Consignes de l'exercice:
**A.** Dans l'entretien sur les femmes dans les sciences, quelle substance Myriam attribue-t-elle à Tu Youyou ?
**B.** Poursuivez l'entretien sur les femmes dans les sciences à partir de sa dernière phrase.

Myriam : La difficulté, c’est d’évoluer dans un monde où les hommes dominent et où on t’observe : “comment cette femme peut-elle foncer dans les sciences? Elle sera compliquée à vivre. Elle va commencer à dominer les hommes!”. En fait, c’est une socialisation qui est genrée. On se dit que la femme doit rester à la maison, elle doit rester à la cuisine. C’est compliqué pour nous, mais on se donne quand même le courage. On se dit qu’on doit avancer parce que la science a besoin de nous. Donc, malgré cette peur, malgré cette socialisation genrée, nous, on veut rester dans les sciences. On veut s’intégrer dans les sciences.

Quels sont les soutiens sur lesquels vous avez pu vous appuyer pour avancer, justement?

Myriam : Mon premier soutien, c’est de voir des femmes exemplaires dans les sciences. A la faculté, on a une vice-doyenne chargée de l’enseignement et une secrétaire facultaire. Ce sont deux femmes qui m’encouragent énormément. Je vois aussi ma maman qui est une femme dans les sciences. Tous ces modèles-là me motivent. Aussi voir les anciennes expérimentations réalisées par des femmes, comme celle de Mme Tu Youyou, la Chinoise qui nous a donné l’artémisinine. Aujourd’hui, on l’utilise comme un antipaludique très efficace. Ma grand-mère qui a 86 ans est capable de te dire que sur ce sol, il y aura une semence. Imaginez un peu si elle était agronome ! On voit des femmes capables de dire aujourd’hui, même si le ciel est nuageux, qu’ il ne va pas pleuvoir. Ça signifie qu’il y a quelque chose d’inné chez les femmes. Donc, on doit motiver les femmes. Surtout nous, parce que demain nous donnerons naissance à nos filles.  Et nos filles, en nous voyant comme modèles, elles vont également se lancer dans les sciences.

Matériel fourni:

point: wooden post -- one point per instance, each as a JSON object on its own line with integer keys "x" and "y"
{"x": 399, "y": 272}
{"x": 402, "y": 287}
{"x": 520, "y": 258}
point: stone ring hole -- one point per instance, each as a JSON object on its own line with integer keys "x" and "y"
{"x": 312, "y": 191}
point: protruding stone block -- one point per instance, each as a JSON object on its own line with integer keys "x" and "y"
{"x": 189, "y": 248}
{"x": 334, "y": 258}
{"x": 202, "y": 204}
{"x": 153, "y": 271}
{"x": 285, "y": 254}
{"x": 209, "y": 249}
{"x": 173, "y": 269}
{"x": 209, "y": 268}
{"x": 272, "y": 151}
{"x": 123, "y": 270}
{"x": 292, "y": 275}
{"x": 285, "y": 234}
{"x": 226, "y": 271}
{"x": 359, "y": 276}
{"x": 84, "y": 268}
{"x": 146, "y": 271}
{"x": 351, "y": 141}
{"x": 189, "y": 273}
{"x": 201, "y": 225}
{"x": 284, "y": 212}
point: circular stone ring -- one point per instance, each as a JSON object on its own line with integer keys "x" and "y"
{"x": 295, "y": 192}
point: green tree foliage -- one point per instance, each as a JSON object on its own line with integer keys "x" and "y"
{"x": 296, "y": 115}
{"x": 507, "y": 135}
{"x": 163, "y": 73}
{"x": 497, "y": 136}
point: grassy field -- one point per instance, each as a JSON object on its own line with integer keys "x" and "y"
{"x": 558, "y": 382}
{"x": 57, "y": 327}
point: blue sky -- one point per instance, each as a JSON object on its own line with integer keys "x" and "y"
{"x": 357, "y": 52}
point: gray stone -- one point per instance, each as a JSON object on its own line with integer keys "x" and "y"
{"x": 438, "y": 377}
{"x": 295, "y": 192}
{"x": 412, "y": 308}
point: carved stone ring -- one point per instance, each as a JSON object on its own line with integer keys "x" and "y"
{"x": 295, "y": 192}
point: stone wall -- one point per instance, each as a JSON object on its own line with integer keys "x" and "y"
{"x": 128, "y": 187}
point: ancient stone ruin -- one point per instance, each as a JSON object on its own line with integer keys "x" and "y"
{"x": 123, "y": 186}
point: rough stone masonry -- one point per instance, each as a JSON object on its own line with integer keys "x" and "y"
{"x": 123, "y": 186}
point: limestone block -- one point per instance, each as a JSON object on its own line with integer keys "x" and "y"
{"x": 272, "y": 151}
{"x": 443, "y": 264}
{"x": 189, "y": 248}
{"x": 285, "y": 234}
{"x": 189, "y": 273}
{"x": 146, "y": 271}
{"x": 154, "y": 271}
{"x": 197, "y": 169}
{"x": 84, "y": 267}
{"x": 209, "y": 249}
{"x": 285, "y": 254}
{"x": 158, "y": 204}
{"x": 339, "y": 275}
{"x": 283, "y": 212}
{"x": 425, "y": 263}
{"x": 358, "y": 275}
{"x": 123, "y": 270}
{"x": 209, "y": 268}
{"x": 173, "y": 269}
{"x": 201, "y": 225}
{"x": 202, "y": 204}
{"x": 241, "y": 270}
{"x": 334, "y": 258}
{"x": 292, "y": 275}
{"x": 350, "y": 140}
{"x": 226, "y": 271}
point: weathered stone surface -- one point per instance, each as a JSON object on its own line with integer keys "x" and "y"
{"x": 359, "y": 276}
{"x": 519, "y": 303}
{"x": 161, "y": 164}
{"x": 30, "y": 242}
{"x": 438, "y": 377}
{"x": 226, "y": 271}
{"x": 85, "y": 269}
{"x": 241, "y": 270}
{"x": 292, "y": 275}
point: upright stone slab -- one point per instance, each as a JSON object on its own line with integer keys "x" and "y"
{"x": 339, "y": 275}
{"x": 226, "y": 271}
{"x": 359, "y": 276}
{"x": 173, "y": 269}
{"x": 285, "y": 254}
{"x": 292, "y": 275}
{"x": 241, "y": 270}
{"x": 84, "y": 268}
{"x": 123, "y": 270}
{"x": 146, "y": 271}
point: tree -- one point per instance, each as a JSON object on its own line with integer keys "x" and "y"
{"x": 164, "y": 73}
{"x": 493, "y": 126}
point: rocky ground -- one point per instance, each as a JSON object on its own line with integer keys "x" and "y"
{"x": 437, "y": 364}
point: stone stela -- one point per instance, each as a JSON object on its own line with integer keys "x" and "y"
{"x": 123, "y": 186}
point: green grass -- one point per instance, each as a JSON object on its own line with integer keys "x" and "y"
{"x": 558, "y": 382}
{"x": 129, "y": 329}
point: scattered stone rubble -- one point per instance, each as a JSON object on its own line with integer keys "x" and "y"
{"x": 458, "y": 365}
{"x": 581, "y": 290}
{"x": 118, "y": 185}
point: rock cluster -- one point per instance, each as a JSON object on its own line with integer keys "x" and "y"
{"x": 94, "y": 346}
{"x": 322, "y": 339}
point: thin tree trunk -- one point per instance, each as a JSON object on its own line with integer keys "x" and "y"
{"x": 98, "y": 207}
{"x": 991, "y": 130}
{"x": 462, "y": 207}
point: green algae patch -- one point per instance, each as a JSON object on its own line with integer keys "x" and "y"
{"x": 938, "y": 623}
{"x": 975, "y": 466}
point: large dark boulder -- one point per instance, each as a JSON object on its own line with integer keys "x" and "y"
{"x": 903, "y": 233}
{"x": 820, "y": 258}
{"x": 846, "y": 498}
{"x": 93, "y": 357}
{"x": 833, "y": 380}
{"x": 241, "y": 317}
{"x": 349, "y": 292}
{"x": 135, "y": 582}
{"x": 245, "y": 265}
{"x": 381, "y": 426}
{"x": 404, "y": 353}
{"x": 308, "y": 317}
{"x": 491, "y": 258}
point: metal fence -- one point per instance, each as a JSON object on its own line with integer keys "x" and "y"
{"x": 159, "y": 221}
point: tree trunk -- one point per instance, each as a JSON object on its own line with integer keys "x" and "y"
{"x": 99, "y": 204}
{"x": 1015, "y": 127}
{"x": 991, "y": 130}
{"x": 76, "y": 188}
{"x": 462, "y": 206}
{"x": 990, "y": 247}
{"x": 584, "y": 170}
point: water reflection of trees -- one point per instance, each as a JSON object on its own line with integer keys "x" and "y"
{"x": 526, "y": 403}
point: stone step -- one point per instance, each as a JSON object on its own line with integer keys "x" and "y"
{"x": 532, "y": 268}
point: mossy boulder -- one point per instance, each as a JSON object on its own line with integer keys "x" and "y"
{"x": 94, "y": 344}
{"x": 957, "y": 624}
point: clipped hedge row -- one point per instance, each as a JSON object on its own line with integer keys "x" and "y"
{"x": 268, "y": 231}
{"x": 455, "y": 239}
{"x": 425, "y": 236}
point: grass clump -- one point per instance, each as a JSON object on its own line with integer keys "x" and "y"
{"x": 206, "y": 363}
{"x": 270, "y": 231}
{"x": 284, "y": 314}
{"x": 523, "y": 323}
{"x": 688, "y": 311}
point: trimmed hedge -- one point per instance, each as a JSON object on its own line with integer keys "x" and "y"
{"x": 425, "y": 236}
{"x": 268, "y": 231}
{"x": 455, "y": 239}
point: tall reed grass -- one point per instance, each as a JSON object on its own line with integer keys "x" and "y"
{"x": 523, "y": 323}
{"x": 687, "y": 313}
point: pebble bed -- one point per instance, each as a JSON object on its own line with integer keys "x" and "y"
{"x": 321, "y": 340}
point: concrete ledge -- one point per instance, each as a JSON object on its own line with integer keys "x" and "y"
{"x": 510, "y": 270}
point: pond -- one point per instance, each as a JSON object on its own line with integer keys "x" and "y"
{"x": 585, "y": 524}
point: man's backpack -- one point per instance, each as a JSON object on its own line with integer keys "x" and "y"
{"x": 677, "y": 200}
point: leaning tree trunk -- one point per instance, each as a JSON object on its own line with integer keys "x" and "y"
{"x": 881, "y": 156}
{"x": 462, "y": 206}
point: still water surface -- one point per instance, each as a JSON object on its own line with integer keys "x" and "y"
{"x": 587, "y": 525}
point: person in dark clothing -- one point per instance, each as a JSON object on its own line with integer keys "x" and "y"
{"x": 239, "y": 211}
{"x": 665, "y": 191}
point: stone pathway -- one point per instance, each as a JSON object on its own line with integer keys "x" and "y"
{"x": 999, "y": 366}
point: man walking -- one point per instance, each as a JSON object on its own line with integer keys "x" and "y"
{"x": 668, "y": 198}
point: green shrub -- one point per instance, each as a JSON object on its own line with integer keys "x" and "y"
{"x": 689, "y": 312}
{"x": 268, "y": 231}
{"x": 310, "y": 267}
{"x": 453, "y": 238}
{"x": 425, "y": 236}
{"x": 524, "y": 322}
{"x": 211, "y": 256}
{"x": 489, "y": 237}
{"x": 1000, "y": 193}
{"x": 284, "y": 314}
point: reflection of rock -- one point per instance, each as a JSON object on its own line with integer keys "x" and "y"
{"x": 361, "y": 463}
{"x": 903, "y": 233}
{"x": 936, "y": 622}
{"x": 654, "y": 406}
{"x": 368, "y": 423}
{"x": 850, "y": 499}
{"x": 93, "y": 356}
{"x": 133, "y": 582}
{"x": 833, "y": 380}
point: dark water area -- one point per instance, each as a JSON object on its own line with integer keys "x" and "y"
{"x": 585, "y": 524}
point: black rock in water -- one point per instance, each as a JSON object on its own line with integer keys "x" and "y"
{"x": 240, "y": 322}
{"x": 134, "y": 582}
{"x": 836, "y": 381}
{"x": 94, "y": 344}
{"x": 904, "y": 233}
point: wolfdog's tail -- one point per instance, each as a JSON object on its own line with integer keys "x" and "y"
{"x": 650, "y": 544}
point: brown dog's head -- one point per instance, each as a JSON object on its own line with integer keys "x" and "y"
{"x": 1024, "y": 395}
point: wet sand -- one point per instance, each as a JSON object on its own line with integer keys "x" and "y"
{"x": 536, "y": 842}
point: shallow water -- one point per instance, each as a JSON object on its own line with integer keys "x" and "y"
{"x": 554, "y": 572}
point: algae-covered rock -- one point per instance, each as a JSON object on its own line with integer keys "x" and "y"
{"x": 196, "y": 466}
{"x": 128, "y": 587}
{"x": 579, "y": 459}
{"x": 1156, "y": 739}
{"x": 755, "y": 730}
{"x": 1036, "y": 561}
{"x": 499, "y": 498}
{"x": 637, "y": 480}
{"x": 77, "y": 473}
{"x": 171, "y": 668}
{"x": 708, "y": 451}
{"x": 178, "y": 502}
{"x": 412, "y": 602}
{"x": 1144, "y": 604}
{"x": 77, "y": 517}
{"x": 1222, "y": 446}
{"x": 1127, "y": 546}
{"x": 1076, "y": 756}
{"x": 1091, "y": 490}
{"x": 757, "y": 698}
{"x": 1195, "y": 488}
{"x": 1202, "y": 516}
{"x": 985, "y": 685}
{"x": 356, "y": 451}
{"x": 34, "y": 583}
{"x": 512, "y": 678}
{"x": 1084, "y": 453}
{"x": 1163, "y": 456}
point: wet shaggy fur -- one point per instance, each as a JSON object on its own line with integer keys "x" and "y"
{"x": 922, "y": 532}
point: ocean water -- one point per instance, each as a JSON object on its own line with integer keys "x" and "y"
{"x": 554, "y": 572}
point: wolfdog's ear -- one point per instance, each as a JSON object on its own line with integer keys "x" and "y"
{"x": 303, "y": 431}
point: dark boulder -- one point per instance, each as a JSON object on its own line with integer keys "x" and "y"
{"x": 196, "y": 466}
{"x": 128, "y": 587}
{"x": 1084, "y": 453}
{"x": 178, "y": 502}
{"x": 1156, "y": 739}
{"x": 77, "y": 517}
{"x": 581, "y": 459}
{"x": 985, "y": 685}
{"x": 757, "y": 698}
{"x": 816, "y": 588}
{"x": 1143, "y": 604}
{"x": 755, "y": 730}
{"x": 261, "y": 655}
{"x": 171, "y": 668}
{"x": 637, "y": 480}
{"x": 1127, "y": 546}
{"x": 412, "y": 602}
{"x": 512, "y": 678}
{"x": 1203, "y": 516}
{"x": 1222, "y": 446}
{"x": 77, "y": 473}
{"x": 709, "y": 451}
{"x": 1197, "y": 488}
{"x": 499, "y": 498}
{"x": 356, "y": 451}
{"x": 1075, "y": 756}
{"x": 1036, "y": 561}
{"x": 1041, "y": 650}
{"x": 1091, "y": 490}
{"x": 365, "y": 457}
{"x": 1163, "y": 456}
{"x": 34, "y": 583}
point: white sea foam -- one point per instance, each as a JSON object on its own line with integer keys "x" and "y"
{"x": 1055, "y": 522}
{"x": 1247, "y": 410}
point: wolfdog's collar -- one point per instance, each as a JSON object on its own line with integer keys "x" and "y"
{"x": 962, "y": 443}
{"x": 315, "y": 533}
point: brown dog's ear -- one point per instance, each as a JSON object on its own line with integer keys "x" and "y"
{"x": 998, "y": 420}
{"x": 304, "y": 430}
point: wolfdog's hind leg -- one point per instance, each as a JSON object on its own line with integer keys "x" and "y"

Réponses aux consignes:
**A.** L'artémisinine, aujourd'hui utilisée comme un antipaludique très efficace.

**B.**
Eunice : Moi, j’ai été motivée premièrement par ma marraine, professeur d’histoire et aussi secrétaire générale d’une université de mon pays. Elle m’avait dit de ne pas baisser les bras, de ne pas me minimiser, de croire en mes compétences, en mon intelligence, pour faire mieux. Ensuite, il y a ma mère. Quand je la vois travailler dur, profiter de son salaire, elle est très contente et je vois qu’elle s’était sacrifiée avant pour avoir tout ça, pour être une personne autonome. Il y a aussi les femmes dont a parlé Myriam à la faculté et d’autres professeurs qui sont des femmes. Je me dis pourquoi ne pas être comme elles? Il suffit juste de croire en nos potentialités et de les exprimer.

Nous sommes à la veille de la Journée internationale des femmes et des filles de science. Qu’est-ce que vous aimeriez dire à d’autres jeunes filles pour les inciter à s’engager dans des études et des métiers scientifiques?

Eunice : Ce que je dirai aux femmes et aux autres filles de science, c’est de prendre courage, de ne pas s’arrêter aux différents obstacles qui se présentent dans la vie, d’avancer sans crainte et surtout d’avoir cette passion de bien faire des choses, de bien exploiter ses potentialités et de toujours être persévérante, et de se dire toujours qu’elles sont capables de grandes choses.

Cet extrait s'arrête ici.